DATA SUPPLIED below:
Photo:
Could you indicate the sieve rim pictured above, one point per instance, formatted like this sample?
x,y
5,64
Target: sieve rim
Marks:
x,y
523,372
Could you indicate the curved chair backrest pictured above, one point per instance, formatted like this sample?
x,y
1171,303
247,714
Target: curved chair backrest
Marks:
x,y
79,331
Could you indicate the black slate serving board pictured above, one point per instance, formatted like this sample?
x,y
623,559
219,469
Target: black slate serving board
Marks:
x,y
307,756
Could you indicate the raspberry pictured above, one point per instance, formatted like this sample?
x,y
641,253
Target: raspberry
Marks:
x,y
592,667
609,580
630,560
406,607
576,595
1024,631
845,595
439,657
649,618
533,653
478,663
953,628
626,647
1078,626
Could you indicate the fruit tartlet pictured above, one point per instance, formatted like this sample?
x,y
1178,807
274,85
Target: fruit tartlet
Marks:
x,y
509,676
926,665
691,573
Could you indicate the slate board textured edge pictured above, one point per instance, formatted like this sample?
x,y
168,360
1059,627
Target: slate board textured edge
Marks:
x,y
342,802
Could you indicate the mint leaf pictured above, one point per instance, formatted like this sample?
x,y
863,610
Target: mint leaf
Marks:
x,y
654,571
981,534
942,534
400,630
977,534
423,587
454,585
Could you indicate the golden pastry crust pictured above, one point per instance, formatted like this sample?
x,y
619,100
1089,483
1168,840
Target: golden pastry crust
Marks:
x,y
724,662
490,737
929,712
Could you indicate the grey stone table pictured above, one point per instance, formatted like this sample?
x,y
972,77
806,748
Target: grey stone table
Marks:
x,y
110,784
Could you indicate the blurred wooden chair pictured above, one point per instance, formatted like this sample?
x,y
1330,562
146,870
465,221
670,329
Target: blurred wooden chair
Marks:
End of DATA SUPPLIED.
__WHAT YOU NEED TO DO__
Using the exact wording, repeat all the entries.

__RESPONSE TO THIS EXERCISE__
Photo:
Could you indicate the sieve rim pictured above, one point per instance, formatted like this sample?
x,y
5,64
Target: sieve rim
Marks:
x,y
523,372
Could you indicate the curved chair backrest pictured above, one point per instance, formatted like this sample?
x,y
1171,303
247,714
Target: curved chair backrest
Marks:
x,y
79,331
Could you indicate the black slate serving board pictured above, one point per instance, formatted like this sample?
x,y
623,559
219,469
Target: black slate serving board
Marks:
x,y
307,756
Could you indicate the raspberry pictured above, one point per instance, formatted like this sample?
x,y
641,253
Target: raspberry
Marks:
x,y
592,667
609,580
630,560
406,607
576,595
1024,631
845,595
439,657
649,618
533,653
478,663
953,628
626,647
1078,626
Could you indicate the fruit tartlet pictured above, one point per instance, formatted like this sample?
x,y
1178,807
274,85
Target: fruit tartlet
Marks:
x,y
509,676
926,665
691,573
Could you indicate the slate board textured edge pictured above, one point per instance, formatted like this sample?
x,y
168,360
1059,627
Target: slate board textured edge
Marks:
x,y
342,802
Could you indicate the mint leaf pictured above, one point per instance, formatted like this sample?
x,y
863,610
Target: mint leaf
Marks:
x,y
654,571
981,534
942,534
400,630
977,534
423,587
454,585
Could you indicate the golden pastry crust pictured above, one point per instance, formatted like this sample?
x,y
619,100
1089,483
1168,840
Target: golden pastry crust
Marks:
x,y
724,662
490,737
929,712
Could you indicate the grey stone table pictured above, one point per instance, formatted like this sample?
x,y
972,77
806,748
Target: grey stone table
Marks:
x,y
110,784
Could you indicate the blurred wooden chair pictured above, one point per instance, formatted like this sample?
x,y
1330,562
146,870
465,221
670,329
Target: blurred wooden chair
Marks:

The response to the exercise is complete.